───── Passage to read

While inflation in Ontario has risen by 16 per cent since 1995, Family Service Association of Toronto’s government funding has remained stagnant for eight years. In real dollar terms, therefore, our funding has shrunk as the cost of business has increased.

In the context of this shrinking funding, we have had to address increasing demand for services to seniors, women, children and individuals with intellectual disabilities in the wake of public service cuts to child care, welfare and social housing. Meanwhile, our administrative costs continue to increase at fair market rates under our collective agreement.

Year over year, we have struggled to absorb the funding shortfall at the expense of valuable programs.

Provincial governments are traditionally the largest funders of non-profit and voluntary organizations. Under the funding regime of the last decade, agencies like ours have been forced to dedicate considerable resources away from service provision toward fundraising. Reductions in government funding have not been offset by increased individual or corporate donations however. It is estimated that for every dollar generated in fundraising revenue, five dollars have been removed from government funding.

Moreover, fundraising does not address the critical issue of core administrative and operational costs. There is a growing trend among private donors toward program-based or earmarked funds. Funders often won’t support administrative costs, desiring that their money be used for direct services only. Such stipulations mean that we continue to struggle to cover the ‘back-end’ costs that support these programs and the organization’s continued existence. In this funding context, less popular but much-needed programs lose out in the funding equation.

──────────
───── Data rows

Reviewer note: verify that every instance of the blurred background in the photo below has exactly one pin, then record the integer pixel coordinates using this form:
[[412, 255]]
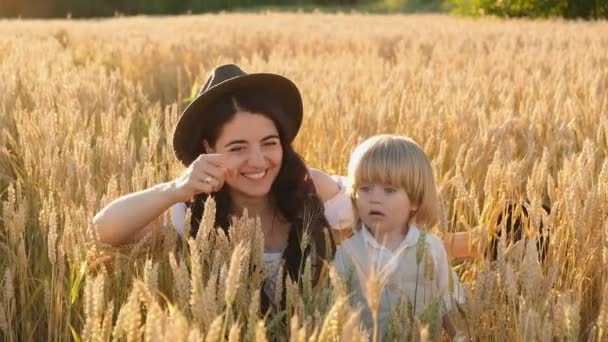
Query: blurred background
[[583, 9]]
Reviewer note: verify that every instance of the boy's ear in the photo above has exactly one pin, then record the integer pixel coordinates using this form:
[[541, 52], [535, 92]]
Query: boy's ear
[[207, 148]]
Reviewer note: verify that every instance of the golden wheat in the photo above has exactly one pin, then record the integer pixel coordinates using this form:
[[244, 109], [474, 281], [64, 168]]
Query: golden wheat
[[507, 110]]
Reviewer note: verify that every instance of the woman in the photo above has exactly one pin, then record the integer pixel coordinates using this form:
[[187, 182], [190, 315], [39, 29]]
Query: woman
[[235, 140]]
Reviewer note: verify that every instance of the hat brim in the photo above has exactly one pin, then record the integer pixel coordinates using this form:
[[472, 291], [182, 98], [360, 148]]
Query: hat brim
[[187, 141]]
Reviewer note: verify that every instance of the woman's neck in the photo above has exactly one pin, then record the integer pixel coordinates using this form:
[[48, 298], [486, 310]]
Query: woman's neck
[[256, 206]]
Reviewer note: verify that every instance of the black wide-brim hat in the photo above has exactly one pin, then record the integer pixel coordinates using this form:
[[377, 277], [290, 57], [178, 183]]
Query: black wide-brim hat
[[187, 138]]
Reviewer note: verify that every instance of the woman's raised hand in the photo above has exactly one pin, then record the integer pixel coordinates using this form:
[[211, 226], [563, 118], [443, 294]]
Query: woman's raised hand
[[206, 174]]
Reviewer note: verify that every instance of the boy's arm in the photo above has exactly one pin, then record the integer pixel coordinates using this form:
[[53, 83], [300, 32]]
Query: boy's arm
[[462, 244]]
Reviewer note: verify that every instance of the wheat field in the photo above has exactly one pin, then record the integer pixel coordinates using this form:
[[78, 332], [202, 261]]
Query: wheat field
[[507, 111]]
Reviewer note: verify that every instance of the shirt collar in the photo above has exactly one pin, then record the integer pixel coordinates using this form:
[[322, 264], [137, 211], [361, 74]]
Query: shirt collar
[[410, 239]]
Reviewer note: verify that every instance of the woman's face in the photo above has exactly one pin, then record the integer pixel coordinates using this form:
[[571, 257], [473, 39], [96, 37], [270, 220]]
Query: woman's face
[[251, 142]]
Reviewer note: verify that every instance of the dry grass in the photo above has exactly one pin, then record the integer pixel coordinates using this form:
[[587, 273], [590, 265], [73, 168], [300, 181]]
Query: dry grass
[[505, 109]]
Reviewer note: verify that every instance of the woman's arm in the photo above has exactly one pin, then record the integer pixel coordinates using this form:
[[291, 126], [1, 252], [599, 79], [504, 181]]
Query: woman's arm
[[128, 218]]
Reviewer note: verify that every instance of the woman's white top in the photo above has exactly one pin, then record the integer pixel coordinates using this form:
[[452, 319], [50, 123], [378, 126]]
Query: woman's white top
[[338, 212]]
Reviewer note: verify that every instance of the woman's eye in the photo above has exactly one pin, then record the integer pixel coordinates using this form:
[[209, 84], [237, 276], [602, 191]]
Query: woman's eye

──────────
───── Data rows

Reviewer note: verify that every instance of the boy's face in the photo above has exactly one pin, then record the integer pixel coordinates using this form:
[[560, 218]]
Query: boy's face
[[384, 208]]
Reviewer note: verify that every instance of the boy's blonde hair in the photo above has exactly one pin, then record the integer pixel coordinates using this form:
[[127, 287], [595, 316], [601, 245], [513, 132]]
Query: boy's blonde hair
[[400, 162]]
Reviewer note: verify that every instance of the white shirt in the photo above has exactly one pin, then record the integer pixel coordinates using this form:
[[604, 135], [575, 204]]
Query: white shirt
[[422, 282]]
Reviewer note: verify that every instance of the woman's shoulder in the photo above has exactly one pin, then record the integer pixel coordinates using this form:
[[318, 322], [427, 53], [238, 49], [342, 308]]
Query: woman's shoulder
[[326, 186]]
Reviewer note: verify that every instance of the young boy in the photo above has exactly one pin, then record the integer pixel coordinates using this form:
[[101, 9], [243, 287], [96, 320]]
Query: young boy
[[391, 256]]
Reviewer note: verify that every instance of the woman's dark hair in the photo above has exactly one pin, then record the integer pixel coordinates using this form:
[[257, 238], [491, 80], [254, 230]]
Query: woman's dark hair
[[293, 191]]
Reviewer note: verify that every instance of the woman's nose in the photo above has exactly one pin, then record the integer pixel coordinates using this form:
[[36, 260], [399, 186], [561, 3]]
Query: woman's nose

──────────

Problems:
(a) Write out the words of the funding passage starting with "In the context" and going on through "of valuable programs.".
(b) List every group the funding passage names as facing increasing demand for services.
(c) Extend the passage on the agency's funding shortfall with what comes after its final sentence.
Nothing in the stored dataset items is needed for this work.

Exercise results:
(a)
In the context of this shrinking funding, we have had to address increasing demand for services to seniors, women, children and individuals with intellectual disabilities in the wake of public service cuts to child care, welfare and social housing. Meanwhile, our administrative costs continue to increase at fair market rates under our collective agreement.

Year over year, we have struggled to absorb the funding shortfall at the expense of valuable programs.

(b) seniors, women, children, individuals with intellectual disabilities

(c)
This funding reality has forced our agency and other social service and non-profit organizations like us to operate in an ongoing state of insecurity. As a large, established and reputable organization, FSA is fortunate to be able to tolerate a degree of temporary uncertainty. Smaller organizations have not been so fortunate.

Even so, the ongoing insecurity of the past decade has taken its toll on our agency. As a consequence, we face retention issues, staff burnout and closures of effective programs.

Family Service Association of Toronto feels it is time to break this cycle of volatility.

Breaking the Cycle

As Katherine Scott notes in Funding Matters: The Impact of Canada’s New Funding Regime on Nonprofit and Voluntary Organizations (Canadian Council on Social Development, 2003), “there is a real and timely opportunity to modify funding strategies and reverse their unintended consequences.”

This government must take advantage of this opportunity with the 2004 budget. Ontarians require a new funding strategy for social spending in order to stave off a collapse of vital services in communities across the province. This is not a handout. It is an investment in the economic and social health of Ontario .

The answer does not lie simply in ‘shuffling the deck’. The current funding dollars cannot be reallocated more effectively. The reality is there is just too little government money directed to this sector. Ontario needs to reinvest in our province’s non-profit social services.

Recommendations:

  • Restore funding to levels that will adequately support our social service network again. This is a priority for many Ontarians. And it affects all of the province’s citizens, not just the most vulnerable.
  • We implore the government to consider all reasonable options to identify or generate revenues for this purpose, including fair tax increases. The aggressive tax-cutting agenda of the previous government has contributed to the mismatch now identified between revenues and expenditures. It has directly contributed to the weakening of public and non-profit social services. It is time to reverse this trend and protect and improve our public services.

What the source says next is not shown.